◆ **APPLY WHAT YOU READ**
• 1. How would this sentence from the article about Amazon and the New York attorney general read in Spanish: "Company has taken 'extraordinary, industry-leading measures' to ensure worker safety, it says in complaint."?
• 2. Could you copy out the passage of the article about Amazon and the New York attorney general starting with "Amazon says New" and going on through "of its profits."?

Amazon says New York AG attempting to force it to subsidize bus service, surrender profits
Company has taken "extraordinary, industry-leading measures" to ensure worker safety, it says in complaint.
Amazon on Friday filed a legal motion against New York Attorney General Letitia James, claiming the prosecutor's planned attempts to bring workplace safety charges against the company are unjust and include demands to subsidize public bus service and "disgorge" at least some of its profits.
In its filing, Amazon says James' office is demanding "unjustified concessions" from the megaretailer over allegations that the company has not done enough to protect workers from the threat of COVID-19 in two of its New York City warehouses.
Among James' demands, the company said, are orders to pay two terminated employees for "emotional distress," the payment of "subsidies for expanded bus service," and the "disgorgement of profits."
A "disgorgement" of profits, according to Cornell law school, is "a remedy requiring a party who profits from illegal or wrongful acts to give up any profits he or she made as a result of his or her illegal or wrongful conduct."
James' office has "threatened to sue Amazon imminently if Amazon does not acquiesce to the [attorney general's] demands," Amazon said in the filing, in which it also argued that James' office lacks authority to intervene in matters of workplace safety.
James' office, meanwhile, told media that Amazon's suit was "nothing more than a sad attempt to distract from the facts and shirk accountability for its failures to protect hardworking employees from a deadly virus."

◆ **Stored data entries**
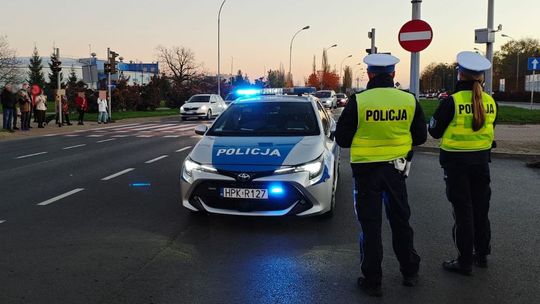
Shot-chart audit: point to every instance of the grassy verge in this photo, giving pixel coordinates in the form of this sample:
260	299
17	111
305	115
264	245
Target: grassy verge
507	114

◆ **TASK-BY-TASK RESULTS**
• 1. La empresa ha tomado «medidas extraordinarias y líderes en la industria» para garantizar la seguridad de los trabajadores, afirma en la demanda.

• 2.
Amazon says New York AG attempting to force it to subsidize bus service, surrender profits
Company has taken "extraordinary, industry-leading measures" to ensure worker safety, it says in complaint.
Amazon on Friday filed a legal motion against New York Attorney General Letitia James, claiming the prosecutor's planned attempts to bring workplace safety charges against the company are unjust and include demands to subsidize public bus service and "disgorge" at least some of its profits.